*Brief*.
State how many lines of the rows below contain the string "white", counting a match only when the letter case is identical. Give the number alone.

*Dataset excerpts*.
◆ ◆ ◆ ◆ ◆

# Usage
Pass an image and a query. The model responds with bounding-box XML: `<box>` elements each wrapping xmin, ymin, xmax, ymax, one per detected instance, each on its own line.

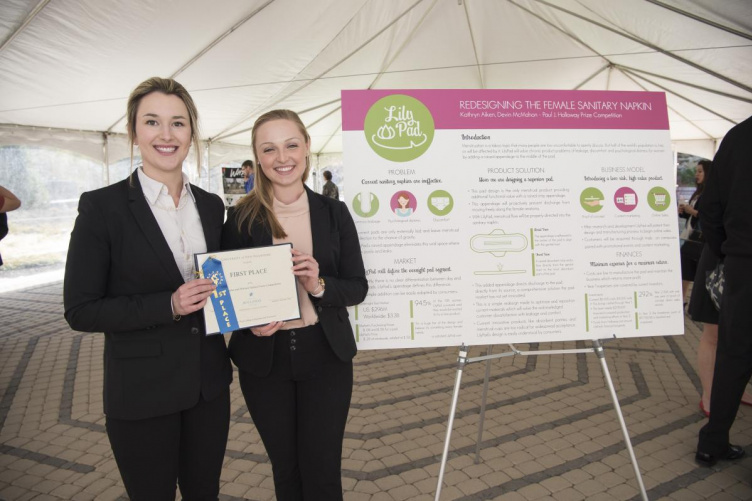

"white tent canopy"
<box><xmin>0</xmin><ymin>0</ymin><xmax>752</xmax><ymax>165</ymax></box>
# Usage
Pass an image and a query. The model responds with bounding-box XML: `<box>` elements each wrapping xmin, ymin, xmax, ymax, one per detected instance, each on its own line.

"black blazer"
<box><xmin>64</xmin><ymin>174</ymin><xmax>232</xmax><ymax>419</ymax></box>
<box><xmin>222</xmin><ymin>188</ymin><xmax>368</xmax><ymax>377</ymax></box>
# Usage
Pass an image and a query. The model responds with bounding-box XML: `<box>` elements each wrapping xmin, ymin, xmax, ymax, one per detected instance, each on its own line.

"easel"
<box><xmin>435</xmin><ymin>339</ymin><xmax>648</xmax><ymax>501</ymax></box>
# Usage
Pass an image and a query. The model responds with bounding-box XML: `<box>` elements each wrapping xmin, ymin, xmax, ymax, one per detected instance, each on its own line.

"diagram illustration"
<box><xmin>470</xmin><ymin>229</ymin><xmax>528</xmax><ymax>275</ymax></box>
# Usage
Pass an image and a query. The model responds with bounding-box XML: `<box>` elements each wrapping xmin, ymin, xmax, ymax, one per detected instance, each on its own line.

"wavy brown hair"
<box><xmin>235</xmin><ymin>110</ymin><xmax>311</xmax><ymax>238</ymax></box>
<box><xmin>689</xmin><ymin>158</ymin><xmax>713</xmax><ymax>202</ymax></box>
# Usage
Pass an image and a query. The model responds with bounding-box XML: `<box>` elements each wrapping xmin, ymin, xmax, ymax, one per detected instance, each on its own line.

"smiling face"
<box><xmin>254</xmin><ymin>119</ymin><xmax>310</xmax><ymax>195</ymax></box>
<box><xmin>133</xmin><ymin>92</ymin><xmax>191</xmax><ymax>182</ymax></box>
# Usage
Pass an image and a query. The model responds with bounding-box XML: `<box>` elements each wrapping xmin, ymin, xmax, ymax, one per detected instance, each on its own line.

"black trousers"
<box><xmin>695</xmin><ymin>256</ymin><xmax>752</xmax><ymax>455</ymax></box>
<box><xmin>106</xmin><ymin>387</ymin><xmax>230</xmax><ymax>501</ymax></box>
<box><xmin>239</xmin><ymin>324</ymin><xmax>353</xmax><ymax>501</ymax></box>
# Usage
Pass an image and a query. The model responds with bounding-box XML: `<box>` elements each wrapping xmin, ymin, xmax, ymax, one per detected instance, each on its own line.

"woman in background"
<box><xmin>64</xmin><ymin>77</ymin><xmax>232</xmax><ymax>501</ymax></box>
<box><xmin>679</xmin><ymin>160</ymin><xmax>712</xmax><ymax>306</ymax></box>
<box><xmin>222</xmin><ymin>110</ymin><xmax>368</xmax><ymax>501</ymax></box>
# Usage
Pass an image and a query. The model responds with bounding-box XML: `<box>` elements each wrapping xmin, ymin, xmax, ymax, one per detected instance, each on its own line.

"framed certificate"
<box><xmin>194</xmin><ymin>243</ymin><xmax>300</xmax><ymax>335</ymax></box>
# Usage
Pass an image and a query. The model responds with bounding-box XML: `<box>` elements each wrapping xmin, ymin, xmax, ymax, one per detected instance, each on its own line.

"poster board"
<box><xmin>222</xmin><ymin>167</ymin><xmax>245</xmax><ymax>207</ymax></box>
<box><xmin>342</xmin><ymin>89</ymin><xmax>684</xmax><ymax>349</ymax></box>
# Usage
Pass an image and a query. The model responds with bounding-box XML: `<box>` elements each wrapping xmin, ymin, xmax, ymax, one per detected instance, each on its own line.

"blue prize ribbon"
<box><xmin>201</xmin><ymin>257</ymin><xmax>239</xmax><ymax>334</ymax></box>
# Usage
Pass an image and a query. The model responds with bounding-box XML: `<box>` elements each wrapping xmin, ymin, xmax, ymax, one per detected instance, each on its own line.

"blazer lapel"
<box><xmin>126</xmin><ymin>174</ymin><xmax>184</xmax><ymax>289</ymax></box>
<box><xmin>191</xmin><ymin>185</ymin><xmax>222</xmax><ymax>252</ymax></box>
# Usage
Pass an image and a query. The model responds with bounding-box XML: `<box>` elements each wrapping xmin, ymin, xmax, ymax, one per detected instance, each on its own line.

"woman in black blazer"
<box><xmin>222</xmin><ymin>110</ymin><xmax>368</xmax><ymax>501</ymax></box>
<box><xmin>64</xmin><ymin>78</ymin><xmax>232</xmax><ymax>501</ymax></box>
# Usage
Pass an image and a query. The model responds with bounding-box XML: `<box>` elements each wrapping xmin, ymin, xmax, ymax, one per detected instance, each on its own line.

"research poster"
<box><xmin>222</xmin><ymin>167</ymin><xmax>245</xmax><ymax>207</ymax></box>
<box><xmin>342</xmin><ymin>89</ymin><xmax>684</xmax><ymax>349</ymax></box>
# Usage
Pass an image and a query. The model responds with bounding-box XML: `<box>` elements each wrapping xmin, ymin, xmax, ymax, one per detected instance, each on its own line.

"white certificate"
<box><xmin>195</xmin><ymin>244</ymin><xmax>300</xmax><ymax>335</ymax></box>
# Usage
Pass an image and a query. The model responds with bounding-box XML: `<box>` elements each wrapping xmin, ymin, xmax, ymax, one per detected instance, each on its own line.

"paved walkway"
<box><xmin>0</xmin><ymin>282</ymin><xmax>752</xmax><ymax>501</ymax></box>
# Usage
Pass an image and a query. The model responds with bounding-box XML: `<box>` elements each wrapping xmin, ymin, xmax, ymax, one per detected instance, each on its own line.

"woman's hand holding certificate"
<box><xmin>195</xmin><ymin>244</ymin><xmax>302</xmax><ymax>336</ymax></box>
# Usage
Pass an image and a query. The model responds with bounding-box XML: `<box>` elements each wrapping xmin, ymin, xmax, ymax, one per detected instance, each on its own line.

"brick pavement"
<box><xmin>0</xmin><ymin>282</ymin><xmax>752</xmax><ymax>501</ymax></box>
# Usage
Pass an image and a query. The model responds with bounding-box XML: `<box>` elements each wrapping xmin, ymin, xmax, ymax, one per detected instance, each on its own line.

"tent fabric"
<box><xmin>0</xmin><ymin>0</ymin><xmax>752</xmax><ymax>164</ymax></box>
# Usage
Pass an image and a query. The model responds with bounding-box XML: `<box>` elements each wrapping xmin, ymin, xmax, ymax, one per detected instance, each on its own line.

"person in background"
<box><xmin>687</xmin><ymin>240</ymin><xmax>752</xmax><ymax>417</ymax></box>
<box><xmin>679</xmin><ymin>160</ymin><xmax>712</xmax><ymax>306</ymax></box>
<box><xmin>222</xmin><ymin>110</ymin><xmax>368</xmax><ymax>501</ymax></box>
<box><xmin>63</xmin><ymin>77</ymin><xmax>232</xmax><ymax>501</ymax></box>
<box><xmin>695</xmin><ymin>117</ymin><xmax>752</xmax><ymax>467</ymax></box>
<box><xmin>241</xmin><ymin>160</ymin><xmax>254</xmax><ymax>193</ymax></box>
<box><xmin>0</xmin><ymin>186</ymin><xmax>21</xmax><ymax>266</ymax></box>
<box><xmin>321</xmin><ymin>170</ymin><xmax>339</xmax><ymax>200</ymax></box>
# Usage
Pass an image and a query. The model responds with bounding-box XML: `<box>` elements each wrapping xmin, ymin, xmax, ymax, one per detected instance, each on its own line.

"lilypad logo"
<box><xmin>363</xmin><ymin>94</ymin><xmax>434</xmax><ymax>162</ymax></box>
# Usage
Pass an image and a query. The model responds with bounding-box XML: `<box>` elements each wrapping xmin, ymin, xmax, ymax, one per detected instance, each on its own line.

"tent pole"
<box><xmin>102</xmin><ymin>132</ymin><xmax>110</xmax><ymax>186</ymax></box>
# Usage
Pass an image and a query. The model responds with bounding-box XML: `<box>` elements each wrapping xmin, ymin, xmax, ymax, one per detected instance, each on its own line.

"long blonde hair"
<box><xmin>125</xmin><ymin>77</ymin><xmax>201</xmax><ymax>171</ymax></box>
<box><xmin>235</xmin><ymin>110</ymin><xmax>311</xmax><ymax>238</ymax></box>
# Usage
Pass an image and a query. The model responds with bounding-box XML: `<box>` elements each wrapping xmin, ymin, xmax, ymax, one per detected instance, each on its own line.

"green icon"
<box><xmin>648</xmin><ymin>186</ymin><xmax>671</xmax><ymax>212</ymax></box>
<box><xmin>580</xmin><ymin>187</ymin><xmax>605</xmax><ymax>213</ymax></box>
<box><xmin>353</xmin><ymin>191</ymin><xmax>379</xmax><ymax>217</ymax></box>
<box><xmin>363</xmin><ymin>94</ymin><xmax>434</xmax><ymax>162</ymax></box>
<box><xmin>428</xmin><ymin>190</ymin><xmax>454</xmax><ymax>216</ymax></box>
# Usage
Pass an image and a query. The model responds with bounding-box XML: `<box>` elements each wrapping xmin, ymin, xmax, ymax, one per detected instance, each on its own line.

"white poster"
<box><xmin>342</xmin><ymin>90</ymin><xmax>684</xmax><ymax>349</ymax></box>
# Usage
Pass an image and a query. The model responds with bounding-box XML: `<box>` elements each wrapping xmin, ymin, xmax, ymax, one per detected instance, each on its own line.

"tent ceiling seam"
<box><xmin>616</xmin><ymin>64</ymin><xmax>752</xmax><ymax>104</ymax></box>
<box><xmin>214</xmin><ymin>0</ymin><xmax>423</xmax><ymax>140</ymax></box>
<box><xmin>533</xmin><ymin>0</ymin><xmax>752</xmax><ymax>92</ymax></box>
<box><xmin>462</xmin><ymin>2</ymin><xmax>486</xmax><ymax>89</ymax></box>
<box><xmin>507</xmin><ymin>0</ymin><xmax>611</xmax><ymax>64</ymax></box>
<box><xmin>617</xmin><ymin>68</ymin><xmax>715</xmax><ymax>140</ymax></box>
<box><xmin>212</xmin><ymin>2</ymin><xmax>376</xmax><ymax>137</ymax></box>
<box><xmin>620</xmin><ymin>68</ymin><xmax>738</xmax><ymax>127</ymax></box>
<box><xmin>573</xmin><ymin>63</ymin><xmax>613</xmax><ymax>90</ymax></box>
<box><xmin>645</xmin><ymin>0</ymin><xmax>752</xmax><ymax>40</ymax></box>
<box><xmin>0</xmin><ymin>43</ymin><xmax>748</xmax><ymax>113</ymax></box>
<box><xmin>0</xmin><ymin>0</ymin><xmax>50</xmax><ymax>54</ymax></box>
<box><xmin>209</xmin><ymin>98</ymin><xmax>342</xmax><ymax>141</ymax></box>
<box><xmin>107</xmin><ymin>0</ymin><xmax>275</xmax><ymax>132</ymax></box>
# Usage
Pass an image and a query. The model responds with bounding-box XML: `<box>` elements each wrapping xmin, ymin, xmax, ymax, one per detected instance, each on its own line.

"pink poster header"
<box><xmin>342</xmin><ymin>89</ymin><xmax>668</xmax><ymax>131</ymax></box>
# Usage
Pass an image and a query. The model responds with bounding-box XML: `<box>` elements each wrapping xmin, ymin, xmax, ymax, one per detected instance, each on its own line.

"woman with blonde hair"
<box><xmin>222</xmin><ymin>110</ymin><xmax>368</xmax><ymax>501</ymax></box>
<box><xmin>64</xmin><ymin>77</ymin><xmax>232</xmax><ymax>501</ymax></box>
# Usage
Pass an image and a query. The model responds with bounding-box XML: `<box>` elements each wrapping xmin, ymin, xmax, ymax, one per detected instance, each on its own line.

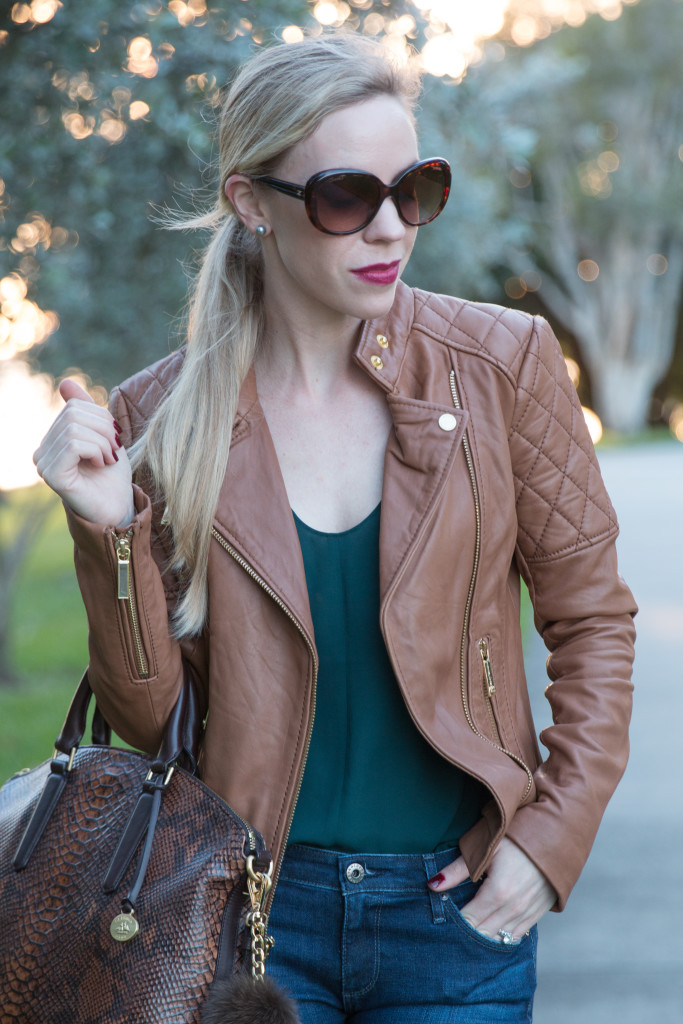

◆ ◆ ◆ ◆ ◆

*Answer in full*.
3